__EXERCISE INSTRUCTIONS__: Please answer from the brain tumor account below: what type of tumor was found when it returned in 2014?

Some may say that my life changed for the worse on the day I got in to a car accident in October 2011. I choose to look back and believe it changed for the better. After hitting the windshield of the car I was driving I was taken to the hospital to get stitches and complete a CT scan to determine if I had injury to the brain. That CT scan turned in to an MRI which turned in to a trip to another hospital where they kept me for 3 days. The staff later informed me that I had an unidentified mass on my brain that would need a follow up with a neurosurgeon.
To make a long story short, I had a biopsy in November 2011 that results showed to be a Diffuse Astrocytoma Grade II. Options were to do surgery or wait and watch. At this point it was not considered malignant, nor was it considered benign as it would likely return in the future. I opted for surgery since the location of the tumor was in a place that was accessible and I was young and healthy. I waited to do the surgery until April 2012, though; because I wanted to celebrate my 26th birthday before jumping in head first (pun intended) on something I wasn’t entirely sure I would make it out of. I came out of surgery and the doctor said he had done a total gross resection, later sharing expectations that it shouldn’t return for at least 5 years. AWESOME! I was back to driving 2 weeks later and back and to work 4 weeks later. Life was great!
Fast forward two years to March 2014. I was 28, engaged and planning a wedding, when my life changed yet again. I had a first time seizure (later determined to be a partial complex seizure) about an hour after falling asleep one Friday night. My fiancé took me to the hospital and among a frenzy of thoughts I had the gut feeling that my tumor had come back. Indeed it had as was confirmed after an MRI and subsequently I had second brain surgery in April 2014. Only this time, the tumor returned as a Grade III Anaplastic Astrocytoma. I “officially” had brain cancer. I would soon complete 6 weeks of radiation (30 rounds) and at the same time 6 weeks of chemotherapy (42 consecutive days). My biggest fear came when I lost my hair from the radiation about 3 weeks in. It may sound vain but losing my hair has likely been one of the most difficult parts of this battle. I realize now how silly that is and know that over time my hair will grow back. I realize too, that my hair is not what defines me. Nor has it been what has defined me through this whole journey.

__RECORD EXTRACTS__:
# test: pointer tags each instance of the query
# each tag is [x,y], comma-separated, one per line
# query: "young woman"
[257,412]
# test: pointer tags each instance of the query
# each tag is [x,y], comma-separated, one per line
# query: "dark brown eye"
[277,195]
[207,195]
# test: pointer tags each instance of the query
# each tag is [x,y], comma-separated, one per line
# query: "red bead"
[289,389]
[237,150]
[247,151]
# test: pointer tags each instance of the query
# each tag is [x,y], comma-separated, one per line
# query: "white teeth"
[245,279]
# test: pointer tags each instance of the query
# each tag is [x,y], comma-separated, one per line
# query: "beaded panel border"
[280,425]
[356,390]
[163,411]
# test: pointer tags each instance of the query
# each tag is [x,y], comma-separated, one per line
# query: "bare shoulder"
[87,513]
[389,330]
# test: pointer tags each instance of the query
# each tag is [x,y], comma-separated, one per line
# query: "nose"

...

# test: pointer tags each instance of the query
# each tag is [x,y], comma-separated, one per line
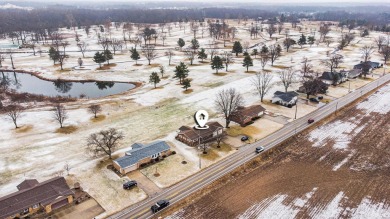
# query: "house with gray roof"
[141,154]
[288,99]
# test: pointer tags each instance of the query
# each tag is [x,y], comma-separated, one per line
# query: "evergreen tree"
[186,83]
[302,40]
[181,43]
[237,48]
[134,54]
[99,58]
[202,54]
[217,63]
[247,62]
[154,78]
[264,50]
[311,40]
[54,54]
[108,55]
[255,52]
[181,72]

--

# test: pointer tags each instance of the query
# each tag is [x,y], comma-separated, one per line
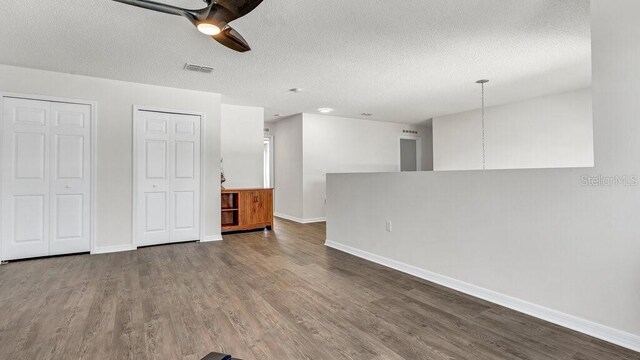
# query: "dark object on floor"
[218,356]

__ANSWER FOR THE TASK__: A Grade III Anaplastic Astrocytoma.